__Questions__:
1) In the article on the summer movie season, how much did The Avengers earn in its record-setting opening weekend?
2) Continue the article on the summer movie season from its last sentence.

──────── Text under study

The spring and summer movie season got a blockbuster start last weekend when superhero spectacular The Avengers smashed box office records. Featuring Marvel comic characters Iron Man, the Incredible Hulk, Thor, Captain America, Hawkeye and Black Widow, The Avengers earned an unprecedented $207.4 million, topping previous record holder Harry Potter and the Deathly Hallows — Part 2, which opened last year at $169.2 million.

While it’s unlikely that The Avengers’ new record will be felled by subsequent films this season or even this year, several more movies made with blockbuster ambition are swiftly following Iron Man and his team into theaters.

Johnny Depp arrives this weekend as vampire Barnabas Collins in director Tim Burton’s comic take on television’s Dark Shadows. Next weekend Earth once again goes to war against alien invaders in Battleship, part of which was filmed in Baton Rouge. And Will Smith returns later this month as the alien-smacking man in black in Men In Black 3.

June unleashes another explosive action picture, G.I. Joe: Retaliation, as well as the new sci-fi thriller from Alien-director Ridley Scott, Prometheus. July brings The Amazing Spider-Man and the conclusion of writer-director Christopher Nolan’s Batman trilogy, The Dark Knight Rises.

Beyond action-adventure, the outrageous Sacha Baron Cohen returns this weekend in the satirical The Dictator; two family-oriented computer-animated films open in June, Madagascar 3: Europe’s Most Wanted and Pixar’s Brave, followed by another Ice Age sequel, Ice Age: Continental Drift.

────────────────
──────── Data records

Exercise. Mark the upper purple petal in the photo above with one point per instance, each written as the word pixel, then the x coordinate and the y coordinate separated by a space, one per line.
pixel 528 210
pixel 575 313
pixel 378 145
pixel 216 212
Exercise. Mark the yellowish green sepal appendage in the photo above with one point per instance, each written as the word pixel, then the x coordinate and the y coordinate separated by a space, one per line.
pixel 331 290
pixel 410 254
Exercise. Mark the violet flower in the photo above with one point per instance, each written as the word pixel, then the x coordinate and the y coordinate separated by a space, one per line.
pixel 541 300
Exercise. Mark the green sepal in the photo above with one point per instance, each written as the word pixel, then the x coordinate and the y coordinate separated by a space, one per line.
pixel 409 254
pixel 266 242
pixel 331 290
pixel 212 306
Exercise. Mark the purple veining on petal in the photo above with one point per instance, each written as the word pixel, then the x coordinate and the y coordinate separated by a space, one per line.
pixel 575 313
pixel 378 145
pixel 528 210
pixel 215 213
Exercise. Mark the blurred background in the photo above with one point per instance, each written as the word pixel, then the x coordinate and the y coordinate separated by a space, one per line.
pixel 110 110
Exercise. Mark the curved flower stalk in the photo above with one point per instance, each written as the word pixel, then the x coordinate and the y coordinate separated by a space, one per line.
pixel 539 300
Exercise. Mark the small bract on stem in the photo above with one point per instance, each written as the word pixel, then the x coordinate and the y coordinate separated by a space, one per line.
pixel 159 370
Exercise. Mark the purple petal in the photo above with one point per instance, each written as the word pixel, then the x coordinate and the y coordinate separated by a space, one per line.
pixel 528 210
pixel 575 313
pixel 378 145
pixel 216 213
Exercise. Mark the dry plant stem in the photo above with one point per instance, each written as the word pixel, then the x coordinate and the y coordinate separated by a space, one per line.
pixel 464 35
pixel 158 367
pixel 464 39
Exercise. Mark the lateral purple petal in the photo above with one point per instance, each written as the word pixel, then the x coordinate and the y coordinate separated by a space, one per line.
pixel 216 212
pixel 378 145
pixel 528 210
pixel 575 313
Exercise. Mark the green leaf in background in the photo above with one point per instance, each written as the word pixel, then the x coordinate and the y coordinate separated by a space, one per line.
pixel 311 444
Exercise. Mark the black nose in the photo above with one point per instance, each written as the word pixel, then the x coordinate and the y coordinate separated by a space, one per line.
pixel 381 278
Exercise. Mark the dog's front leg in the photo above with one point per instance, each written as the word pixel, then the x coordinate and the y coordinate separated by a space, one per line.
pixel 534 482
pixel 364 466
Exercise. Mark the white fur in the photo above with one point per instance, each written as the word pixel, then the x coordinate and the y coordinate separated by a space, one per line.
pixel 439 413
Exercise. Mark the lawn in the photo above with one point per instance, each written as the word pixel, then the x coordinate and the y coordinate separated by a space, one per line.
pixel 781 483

────────────────

__Answers for this exercise__:
1) $207.4 million

2)
Comedies, dramas, horror movies as well as a few less obvious projects, including the Louisiana-shot Beasts of the Southern Wild, winner of the Sundance Film Festival’s grand jury prize for drama, are set to squeeze themselves onto screens despite the large slate of intended blockbusters.

Many of the films opening Friday through August are listed below. Opening dates are subject to change and may vary from city to city.

May 11

DARK SHADOWS — Johnny Depp and his director pal, Tim Burton, conspire again for a big-screen remake of the campy ’60s TV horror-soap opera Dark Shadows. Looking quite pale for his role as Barnabas Collins, resident vampire of Collinsport, Depp plays his character for laughs alongside a cast including Michelle Pfeiffer, Helena Bonham Carter and Eva Green.

MAY 16

THE DICTATOR — Sacha Baron Cohen, aka Borat and Bruno, stars as his excellency, General Colonel Doctor Aladeen, Democratic president-for-life, invincible and all-triumphant commander, brilliant genius of humanity, excellent swimmer, including butterfly, and beloved oppressor and ruthless protector of the precious and expendable people of Wadiya. Jason Mantzoukas, Ben Kingsley and Anna Faris co-star.

MAY 18

BATTLESHIP — Inspired by Hasbro’s naval-combat game, Battleship, this locally filmed action-adventure depicts humanity’s epic war by land, sea and air against a superior extraterrestrial force. The cast includes Taylor Kitsch, Alexander Skarsgård, Rihanna, Brooklyn Decker, Tadanobu Asano and Liam Neeson.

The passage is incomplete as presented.